=== Begin Enclosure ===

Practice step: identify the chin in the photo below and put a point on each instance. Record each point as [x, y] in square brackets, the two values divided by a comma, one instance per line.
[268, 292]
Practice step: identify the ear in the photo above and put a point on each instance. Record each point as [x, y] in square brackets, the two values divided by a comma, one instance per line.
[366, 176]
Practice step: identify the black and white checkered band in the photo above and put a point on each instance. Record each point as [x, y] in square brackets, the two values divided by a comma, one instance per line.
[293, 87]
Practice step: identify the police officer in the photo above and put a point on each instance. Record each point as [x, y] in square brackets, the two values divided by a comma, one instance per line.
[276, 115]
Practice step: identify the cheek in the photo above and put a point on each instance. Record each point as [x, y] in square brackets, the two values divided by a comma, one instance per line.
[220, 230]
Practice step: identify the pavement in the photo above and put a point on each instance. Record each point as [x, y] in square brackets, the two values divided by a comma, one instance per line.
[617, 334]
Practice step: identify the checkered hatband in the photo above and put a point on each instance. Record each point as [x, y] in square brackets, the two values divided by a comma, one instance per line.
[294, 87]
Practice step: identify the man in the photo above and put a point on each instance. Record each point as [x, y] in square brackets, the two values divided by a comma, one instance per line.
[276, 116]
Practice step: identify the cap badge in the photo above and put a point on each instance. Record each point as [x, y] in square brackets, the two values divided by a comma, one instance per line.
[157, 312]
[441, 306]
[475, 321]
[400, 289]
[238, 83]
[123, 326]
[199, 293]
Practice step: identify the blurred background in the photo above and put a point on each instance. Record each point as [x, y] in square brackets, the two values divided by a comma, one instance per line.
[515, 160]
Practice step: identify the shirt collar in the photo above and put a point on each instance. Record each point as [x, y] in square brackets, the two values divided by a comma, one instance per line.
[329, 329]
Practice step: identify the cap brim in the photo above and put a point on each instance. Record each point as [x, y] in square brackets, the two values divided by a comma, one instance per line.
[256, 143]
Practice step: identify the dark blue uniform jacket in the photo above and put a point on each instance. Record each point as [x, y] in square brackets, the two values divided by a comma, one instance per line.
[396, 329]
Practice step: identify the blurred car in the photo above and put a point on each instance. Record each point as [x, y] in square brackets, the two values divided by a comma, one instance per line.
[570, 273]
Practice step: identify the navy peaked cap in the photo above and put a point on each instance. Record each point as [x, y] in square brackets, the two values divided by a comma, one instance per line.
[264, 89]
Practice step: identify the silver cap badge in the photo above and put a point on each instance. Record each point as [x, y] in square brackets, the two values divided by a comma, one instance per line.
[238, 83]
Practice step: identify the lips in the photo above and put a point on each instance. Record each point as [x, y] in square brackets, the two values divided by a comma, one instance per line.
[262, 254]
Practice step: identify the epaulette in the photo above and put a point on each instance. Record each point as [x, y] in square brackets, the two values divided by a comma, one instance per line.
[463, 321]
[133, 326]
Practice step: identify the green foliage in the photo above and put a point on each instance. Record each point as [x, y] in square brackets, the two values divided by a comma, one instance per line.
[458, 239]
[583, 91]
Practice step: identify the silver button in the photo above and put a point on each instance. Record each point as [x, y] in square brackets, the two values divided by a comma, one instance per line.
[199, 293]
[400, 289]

=== End Enclosure ===

* **Action item**:
Your answer should consist of every record, restated exactly.

* **Exercise answer**:
Practice step: identify the chin in the photo below and put a point on each instance. Record each point as [x, y] in square brackets, the two values divided by a comma, one instance per line.
[268, 292]
Practice step: identify the ear in the photo above and put a point on each instance. Record each point as [x, y] in square brackets, the two values divided by a comma, one instance per line.
[366, 176]
Practice step: identify the black and white checkered band in the photo above and put a point on each instance. Record each point as [x, y] in square brackets, the two values divided by a comma, one instance per line.
[293, 87]
Practice step: identify the police officer in the photo above and put a point on each instance. Record each point as [x, y] in square brackets, the two values divided by a comma, one instance per line.
[276, 115]
Practice step: identify the cheek in the photo above and put a point on each instance. Record each point as [x, y] in square brackets, the two values divided by a comma, one instance per line.
[220, 230]
Practice step: identify the pavement in the photo above and put a point on each instance. Record each point as [x, y] in square brackets, the two values divided by a comma, one instance per line.
[617, 334]
Practice step: identify the checkered hatband in the photo above and put a point on each instance. Record each point as [x, y] in square brackets, the two values divided by a comma, one instance per line.
[294, 87]
Practice step: identify the man in the photo above and put a point on each instance. Record each point as [x, y] in square brackets, the two values divided by a comma, one instance per line.
[276, 116]
Practice step: identify the cap badge in the photo above and put a point on each instance. Record each point as [x, y] in square brackets, the two values divided by a comma, one instance per line.
[157, 312]
[441, 306]
[475, 321]
[400, 289]
[238, 83]
[123, 326]
[199, 293]
Practice step: identify the blurred background in the photo above and put a point on each instance. Record each point as [x, y] in square brackets, the two values divided by a comma, one instance per line.
[515, 160]
Practice step: identify the shirt collar in the photo above and put a point on each instance. Record each point as [x, y] in square brackets, the two values divided by a comma, one instance per line.
[329, 329]
Practice step: identify the cap brim in the photo above and put a point on each instance. Record each point as [x, y] in square brackets, the two values divided by a comma, one instance per line.
[256, 143]
Practice step: identify the dark blue uniform jacket in the photo above and put a point on each instance. Record each point as [x, y] in square brackets, the two values divided by a comma, one instance per line.
[396, 329]
Practice step: identify the blurred car in the photo above and put a point on each instance. Record each point as [x, y] in square brackets, the two values divided by a comma, one instance per line.
[570, 273]
Practice step: identify the navy peaked cap in the photo above and put a point on each instance. Record each point as [x, y] in square brackets, the two values divided by a comma, one instance per line.
[264, 89]
Practice step: identify the silver cap badge in the photo above and put a point on each instance. Record each point as [x, y] in square brackets, the two values divided by a comma, one instance per line.
[238, 83]
Practice step: identify the lips in the photo above and put a point on each instance. Record each point as [x, y] in square brackets, the two values divided by a comma, one instance per line.
[262, 254]
Practice step: identify the epaulette in the photo above and put a point on each instance. Record each point as [x, y] in square brackets, the two values divided by a comma, one instance per line.
[463, 321]
[133, 326]
Practice step: identify the green foliage in the photo above and put a point on each instance. Record each point as [x, y] in square brackets, the two values divided by a comma, one instance per line.
[458, 239]
[583, 91]
Practice step: identify the silver button in the photo above and put a point on each instance. Record each point as [x, y] in square brackets, the two values divided by a comma, one instance per line.
[199, 293]
[400, 289]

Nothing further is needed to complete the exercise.